▶ _Work instruction_
Your job with the data below: print everything from the line that holds "positive clicks: (398, 289)" down to the line that holds "positive clicks: (366, 86)", ends included, exactly, and nothing else.

========

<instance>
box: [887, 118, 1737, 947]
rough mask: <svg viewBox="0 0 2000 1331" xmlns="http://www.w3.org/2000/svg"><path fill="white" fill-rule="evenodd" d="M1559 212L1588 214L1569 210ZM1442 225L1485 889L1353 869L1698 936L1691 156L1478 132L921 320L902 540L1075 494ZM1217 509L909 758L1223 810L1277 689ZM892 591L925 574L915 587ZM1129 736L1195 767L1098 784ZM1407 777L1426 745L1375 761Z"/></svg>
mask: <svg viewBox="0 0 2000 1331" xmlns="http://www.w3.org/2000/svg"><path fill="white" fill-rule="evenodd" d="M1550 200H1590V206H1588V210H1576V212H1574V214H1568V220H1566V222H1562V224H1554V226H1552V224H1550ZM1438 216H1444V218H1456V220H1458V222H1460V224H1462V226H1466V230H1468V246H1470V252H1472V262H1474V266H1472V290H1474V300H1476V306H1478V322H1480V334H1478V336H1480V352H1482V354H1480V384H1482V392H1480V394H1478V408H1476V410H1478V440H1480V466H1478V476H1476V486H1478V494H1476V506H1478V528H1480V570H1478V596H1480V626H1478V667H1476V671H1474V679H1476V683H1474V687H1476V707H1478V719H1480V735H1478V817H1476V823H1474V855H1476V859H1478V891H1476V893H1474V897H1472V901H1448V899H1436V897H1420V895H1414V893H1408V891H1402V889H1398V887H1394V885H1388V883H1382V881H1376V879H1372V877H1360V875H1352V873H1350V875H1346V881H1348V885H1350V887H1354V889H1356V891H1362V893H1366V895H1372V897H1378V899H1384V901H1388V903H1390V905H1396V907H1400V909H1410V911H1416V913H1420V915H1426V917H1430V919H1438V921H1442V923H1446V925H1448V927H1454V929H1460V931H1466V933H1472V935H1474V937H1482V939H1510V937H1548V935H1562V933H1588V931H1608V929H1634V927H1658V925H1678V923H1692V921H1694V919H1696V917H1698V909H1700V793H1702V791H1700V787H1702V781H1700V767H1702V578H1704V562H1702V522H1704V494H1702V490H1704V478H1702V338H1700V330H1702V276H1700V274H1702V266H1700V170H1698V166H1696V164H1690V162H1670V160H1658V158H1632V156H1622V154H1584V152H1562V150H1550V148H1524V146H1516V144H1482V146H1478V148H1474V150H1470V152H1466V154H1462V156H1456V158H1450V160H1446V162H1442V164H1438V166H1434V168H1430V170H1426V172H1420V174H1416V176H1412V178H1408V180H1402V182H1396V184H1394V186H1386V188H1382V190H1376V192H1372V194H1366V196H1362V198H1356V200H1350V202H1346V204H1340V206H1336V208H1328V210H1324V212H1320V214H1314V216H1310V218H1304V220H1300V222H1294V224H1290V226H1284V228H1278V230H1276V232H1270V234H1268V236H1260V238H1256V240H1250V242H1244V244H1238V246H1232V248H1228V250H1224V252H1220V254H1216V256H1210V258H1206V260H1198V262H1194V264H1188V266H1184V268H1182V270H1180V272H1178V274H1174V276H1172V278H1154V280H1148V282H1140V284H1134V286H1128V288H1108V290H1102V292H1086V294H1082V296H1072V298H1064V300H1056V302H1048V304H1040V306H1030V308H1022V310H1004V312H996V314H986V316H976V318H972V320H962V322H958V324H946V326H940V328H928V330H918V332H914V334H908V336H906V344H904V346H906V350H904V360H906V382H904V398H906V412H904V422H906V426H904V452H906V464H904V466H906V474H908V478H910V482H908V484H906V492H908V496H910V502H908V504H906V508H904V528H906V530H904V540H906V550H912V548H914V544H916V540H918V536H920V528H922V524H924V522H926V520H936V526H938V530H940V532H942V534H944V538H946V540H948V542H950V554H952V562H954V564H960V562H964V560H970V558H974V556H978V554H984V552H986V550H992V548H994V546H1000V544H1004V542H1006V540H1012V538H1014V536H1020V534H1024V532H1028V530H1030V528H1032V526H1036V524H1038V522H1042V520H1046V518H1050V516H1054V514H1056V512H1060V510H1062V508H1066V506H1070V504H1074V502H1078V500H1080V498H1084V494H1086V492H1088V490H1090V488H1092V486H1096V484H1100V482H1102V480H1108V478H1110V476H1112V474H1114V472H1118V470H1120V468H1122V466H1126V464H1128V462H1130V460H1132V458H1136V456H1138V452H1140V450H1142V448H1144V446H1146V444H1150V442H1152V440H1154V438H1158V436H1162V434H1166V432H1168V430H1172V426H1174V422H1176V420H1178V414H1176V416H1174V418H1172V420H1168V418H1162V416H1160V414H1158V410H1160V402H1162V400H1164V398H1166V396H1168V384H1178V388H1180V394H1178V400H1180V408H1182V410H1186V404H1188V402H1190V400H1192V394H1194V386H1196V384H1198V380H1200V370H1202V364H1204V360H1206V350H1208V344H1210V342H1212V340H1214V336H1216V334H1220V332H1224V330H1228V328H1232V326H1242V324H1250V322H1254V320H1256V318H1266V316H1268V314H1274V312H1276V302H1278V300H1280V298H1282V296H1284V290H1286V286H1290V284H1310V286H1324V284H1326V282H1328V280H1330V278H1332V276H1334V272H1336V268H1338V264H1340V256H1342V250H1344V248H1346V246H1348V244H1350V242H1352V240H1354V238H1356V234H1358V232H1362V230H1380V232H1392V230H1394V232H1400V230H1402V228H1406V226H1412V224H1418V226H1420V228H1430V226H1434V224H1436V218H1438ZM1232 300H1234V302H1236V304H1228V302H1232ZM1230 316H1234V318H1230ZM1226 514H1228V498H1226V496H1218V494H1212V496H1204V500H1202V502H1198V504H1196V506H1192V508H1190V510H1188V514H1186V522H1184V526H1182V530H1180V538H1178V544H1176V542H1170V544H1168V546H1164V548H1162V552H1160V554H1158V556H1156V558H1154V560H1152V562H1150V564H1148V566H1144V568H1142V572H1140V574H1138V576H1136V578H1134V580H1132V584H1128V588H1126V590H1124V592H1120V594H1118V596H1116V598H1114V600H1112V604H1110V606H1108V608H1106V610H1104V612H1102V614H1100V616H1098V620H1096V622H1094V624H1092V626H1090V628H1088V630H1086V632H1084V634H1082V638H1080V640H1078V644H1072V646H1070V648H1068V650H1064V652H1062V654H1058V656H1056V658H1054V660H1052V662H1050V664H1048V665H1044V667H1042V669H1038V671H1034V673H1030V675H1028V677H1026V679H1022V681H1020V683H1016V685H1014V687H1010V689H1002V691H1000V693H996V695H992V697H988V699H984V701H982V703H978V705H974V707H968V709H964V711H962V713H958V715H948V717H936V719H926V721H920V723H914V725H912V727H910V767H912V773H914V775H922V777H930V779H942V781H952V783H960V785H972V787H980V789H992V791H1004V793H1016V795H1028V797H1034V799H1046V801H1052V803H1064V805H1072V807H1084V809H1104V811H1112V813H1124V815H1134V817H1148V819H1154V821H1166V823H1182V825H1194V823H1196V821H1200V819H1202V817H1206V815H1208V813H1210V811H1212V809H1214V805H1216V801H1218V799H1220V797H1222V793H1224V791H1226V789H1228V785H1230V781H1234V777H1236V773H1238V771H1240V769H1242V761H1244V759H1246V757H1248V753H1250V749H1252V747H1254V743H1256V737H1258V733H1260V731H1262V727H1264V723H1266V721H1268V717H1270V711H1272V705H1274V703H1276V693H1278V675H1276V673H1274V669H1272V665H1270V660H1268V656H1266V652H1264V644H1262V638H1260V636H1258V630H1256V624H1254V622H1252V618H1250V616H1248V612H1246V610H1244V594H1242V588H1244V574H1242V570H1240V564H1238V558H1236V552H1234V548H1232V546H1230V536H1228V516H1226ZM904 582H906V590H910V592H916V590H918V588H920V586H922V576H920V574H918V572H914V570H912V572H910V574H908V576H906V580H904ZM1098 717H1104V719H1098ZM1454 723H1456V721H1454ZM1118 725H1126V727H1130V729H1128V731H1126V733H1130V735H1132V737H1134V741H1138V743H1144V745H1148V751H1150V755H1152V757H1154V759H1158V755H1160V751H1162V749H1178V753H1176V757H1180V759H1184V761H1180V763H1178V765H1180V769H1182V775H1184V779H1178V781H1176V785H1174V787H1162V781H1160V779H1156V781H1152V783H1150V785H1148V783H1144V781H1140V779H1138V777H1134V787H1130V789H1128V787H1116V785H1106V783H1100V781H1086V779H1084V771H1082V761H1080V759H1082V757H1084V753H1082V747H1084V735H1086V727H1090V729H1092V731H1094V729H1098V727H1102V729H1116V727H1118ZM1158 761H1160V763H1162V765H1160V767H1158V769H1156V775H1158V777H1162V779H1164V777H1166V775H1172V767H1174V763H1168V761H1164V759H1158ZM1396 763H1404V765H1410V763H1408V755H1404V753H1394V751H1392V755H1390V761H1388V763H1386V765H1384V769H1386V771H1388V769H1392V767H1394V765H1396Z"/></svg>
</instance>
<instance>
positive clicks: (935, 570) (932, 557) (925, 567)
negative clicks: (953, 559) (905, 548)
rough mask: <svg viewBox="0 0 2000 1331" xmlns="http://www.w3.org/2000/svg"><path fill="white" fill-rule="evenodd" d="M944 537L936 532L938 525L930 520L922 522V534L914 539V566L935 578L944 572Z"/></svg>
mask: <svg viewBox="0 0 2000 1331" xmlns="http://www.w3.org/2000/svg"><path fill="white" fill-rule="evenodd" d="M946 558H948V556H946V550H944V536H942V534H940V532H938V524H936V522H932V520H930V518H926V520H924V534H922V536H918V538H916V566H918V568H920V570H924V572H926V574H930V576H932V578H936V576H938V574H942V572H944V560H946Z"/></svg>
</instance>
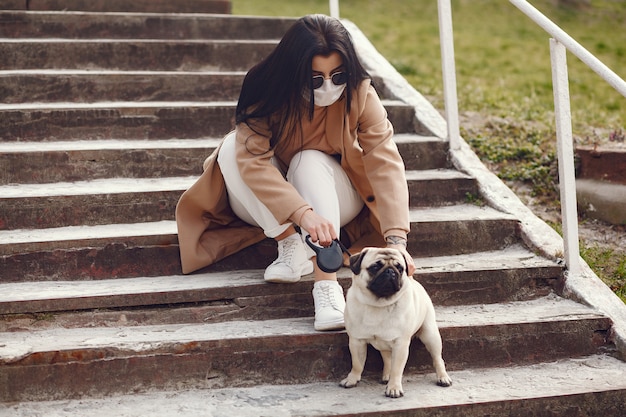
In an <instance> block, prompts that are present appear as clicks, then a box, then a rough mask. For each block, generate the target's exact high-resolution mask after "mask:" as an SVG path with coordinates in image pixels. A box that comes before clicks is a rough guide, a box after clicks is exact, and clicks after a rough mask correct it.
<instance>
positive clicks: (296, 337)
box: [0, 296, 611, 402]
mask: <svg viewBox="0 0 626 417" xmlns="http://www.w3.org/2000/svg"><path fill="white" fill-rule="evenodd" d="M436 313H437V320H438V325H439V328H440V332H441V334H442V339H443V345H444V359H445V360H446V362H447V366H448V368H449V369H450V370H461V369H463V370H465V369H468V368H481V367H484V366H490V367H497V366H511V365H529V364H535V363H538V362H545V361H548V360H549V361H555V360H559V359H565V358H575V357H583V356H587V355H592V354H596V353H598V349H599V348H600V347H603V346H606V347H609V346H608V345H607V343H606V342H605V341H604V337H605V336H606V333H607V332H608V330H609V328H610V325H611V322H610V320H609V319H607V318H606V317H604V316H602V315H601V314H599V313H598V312H596V311H595V310H593V309H590V308H588V307H585V306H583V305H581V304H578V303H575V302H572V301H568V300H564V299H562V298H559V297H557V296H548V297H545V298H541V299H537V300H531V301H524V302H512V303H506V304H492V305H473V306H454V307H437V308H436ZM496 335H497V337H494V336H496ZM0 336H1V337H0V340H2V345H1V346H0V372H2V373H3V376H4V378H6V379H5V380H10V381H12V382H11V384H3V387H2V388H1V390H0V401H4V402H9V401H32V400H44V399H50V400H54V399H61V398H76V397H78V396H93V395H98V396H106V395H115V394H122V393H127V392H142V391H146V390H151V389H170V388H176V389H179V390H180V389H184V388H195V387H201V386H206V384H207V383H210V384H211V385H213V386H223V387H226V386H233V385H235V386H236V385H246V384H245V383H244V384H242V381H248V384H254V385H259V384H272V383H276V382H277V381H280V383H281V384H294V383H308V382H318V381H338V380H339V379H340V378H341V377H343V376H345V374H346V373H347V371H349V366H350V365H349V364H350V361H349V352H348V348H347V342H348V340H347V335H346V334H345V332H326V333H321V332H316V331H314V330H313V319H312V317H311V318H309V317H305V318H288V319H278V320H262V321H247V320H246V321H230V322H223V323H210V324H171V325H154V326H134V327H122V326H116V327H98V328H74V329H63V328H54V329H47V330H38V331H28V332H24V331H22V332H8V333H2V334H1V335H0ZM371 352H372V354H370V355H369V360H368V363H367V364H366V368H367V373H368V374H371V373H373V372H375V374H379V372H380V369H382V368H381V361H380V358H379V357H377V356H376V355H374V354H373V351H371ZM407 372H408V373H412V372H419V373H429V374H430V373H432V372H433V371H432V365H431V361H430V358H429V355H428V353H427V352H426V350H425V348H424V347H423V345H421V343H419V342H417V341H416V342H414V343H413V344H412V354H411V355H410V357H409V361H408V363H407ZM368 374H366V378H367V375H368ZM379 389H380V390H381V393H382V387H379Z"/></svg>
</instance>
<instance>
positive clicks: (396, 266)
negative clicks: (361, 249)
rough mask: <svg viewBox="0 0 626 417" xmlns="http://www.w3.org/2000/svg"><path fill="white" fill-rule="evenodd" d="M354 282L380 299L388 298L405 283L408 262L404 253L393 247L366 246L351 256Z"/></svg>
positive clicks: (398, 289)
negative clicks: (374, 246)
mask: <svg viewBox="0 0 626 417" xmlns="http://www.w3.org/2000/svg"><path fill="white" fill-rule="evenodd" d="M350 269H351V270H352V273H353V274H354V280H353V284H354V285H357V286H358V287H360V288H361V289H367V290H368V291H370V292H371V293H372V294H373V295H374V296H375V297H376V298H378V299H381V298H382V299H388V298H390V297H392V296H393V295H395V294H397V293H398V292H399V291H400V290H401V289H402V286H403V285H404V280H405V277H406V270H407V264H406V260H405V259H404V256H403V255H402V253H401V252H400V251H399V250H397V249H391V248H365V249H363V250H362V251H361V252H360V253H358V254H355V255H352V256H351V257H350Z"/></svg>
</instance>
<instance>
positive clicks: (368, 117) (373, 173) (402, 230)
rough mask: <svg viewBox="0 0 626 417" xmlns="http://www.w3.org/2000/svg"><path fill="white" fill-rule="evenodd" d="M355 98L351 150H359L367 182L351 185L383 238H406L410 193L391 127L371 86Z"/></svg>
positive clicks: (366, 86)
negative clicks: (356, 108) (351, 148)
mask: <svg viewBox="0 0 626 417" xmlns="http://www.w3.org/2000/svg"><path fill="white" fill-rule="evenodd" d="M357 99H358V103H359V105H358V108H359V110H358V112H359V113H358V117H354V116H355V115H354V114H351V118H350V119H351V120H350V125H351V126H350V130H351V132H352V135H353V136H356V141H355V142H356V143H355V144H353V145H352V147H351V148H352V149H353V150H354V149H356V148H360V149H361V150H362V151H361V163H362V168H363V171H364V174H365V177H366V181H363V179H359V178H355V179H354V180H353V182H355V183H356V184H358V185H357V188H358V189H359V190H360V191H361V192H362V194H361V195H362V197H363V199H364V200H365V202H366V204H367V206H368V207H369V209H370V211H371V212H372V213H373V214H374V216H375V217H376V218H377V219H378V221H379V223H380V231H381V233H382V235H383V236H389V235H397V236H403V237H406V234H407V233H408V232H409V230H410V221H409V192H408V187H407V182H406V175H405V166H404V162H403V160H402V157H401V156H400V152H399V151H398V147H397V146H396V143H395V142H394V140H393V126H392V125H391V122H390V121H389V119H388V118H387V111H386V110H385V108H384V106H383V104H382V103H381V101H380V99H379V97H378V95H377V93H376V91H375V90H374V88H373V87H372V86H371V85H369V84H368V85H363V86H362V88H360V89H359V94H358V98H357ZM352 159H354V158H352ZM355 165H356V164H355ZM365 182H366V183H365Z"/></svg>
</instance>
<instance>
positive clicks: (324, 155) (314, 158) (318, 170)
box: [287, 149, 338, 184]
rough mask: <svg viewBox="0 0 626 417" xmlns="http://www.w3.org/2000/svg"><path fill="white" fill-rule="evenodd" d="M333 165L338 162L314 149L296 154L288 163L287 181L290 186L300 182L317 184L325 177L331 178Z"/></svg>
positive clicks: (331, 177)
mask: <svg viewBox="0 0 626 417" xmlns="http://www.w3.org/2000/svg"><path fill="white" fill-rule="evenodd" d="M333 164H338V162H337V161H336V160H335V159H334V158H333V157H332V156H330V155H327V154H325V153H324V152H321V151H316V150H314V149H306V150H303V151H300V152H298V153H297V154H296V155H295V156H294V157H293V158H292V159H291V162H290V163H289V169H288V170H287V181H289V182H290V183H292V184H296V183H300V182H318V181H320V180H322V178H323V177H324V176H325V177H326V178H332V177H333V173H334V168H335V167H333Z"/></svg>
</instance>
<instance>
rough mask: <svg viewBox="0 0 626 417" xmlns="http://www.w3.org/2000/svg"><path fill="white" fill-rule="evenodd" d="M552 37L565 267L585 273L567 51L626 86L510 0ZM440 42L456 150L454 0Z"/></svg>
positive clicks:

========

▶ _Exercise response_
positive clicks: (398, 289)
negative clicks: (374, 246)
mask: <svg viewBox="0 0 626 417" xmlns="http://www.w3.org/2000/svg"><path fill="white" fill-rule="evenodd" d="M350 269H351V270H352V273H353V274H354V280H353V284H354V285H357V286H358V287H360V288H361V289H367V290H368V291H370V292H371V293H372V294H373V295H374V296H375V297H376V298H378V299H381V298H382V299H388V298H390V297H392V296H393V295H395V294H397V293H398V292H399V291H400V290H401V289H402V286H403V285H404V280H405V277H406V270H407V264H406V260H405V259H404V256H403V255H402V253H401V252H400V251H399V250H397V249H391V248H365V249H363V250H362V251H361V252H360V253H358V254H355V255H352V256H351V257H350Z"/></svg>
</instance>
<instance>
positive clicks: (368, 117) (373, 173) (402, 230)
rough mask: <svg viewBox="0 0 626 417" xmlns="http://www.w3.org/2000/svg"><path fill="white" fill-rule="evenodd" d="M355 98L351 150H359L367 182L351 185L383 238H406L410 193L391 127L371 86Z"/></svg>
positive clicks: (366, 86)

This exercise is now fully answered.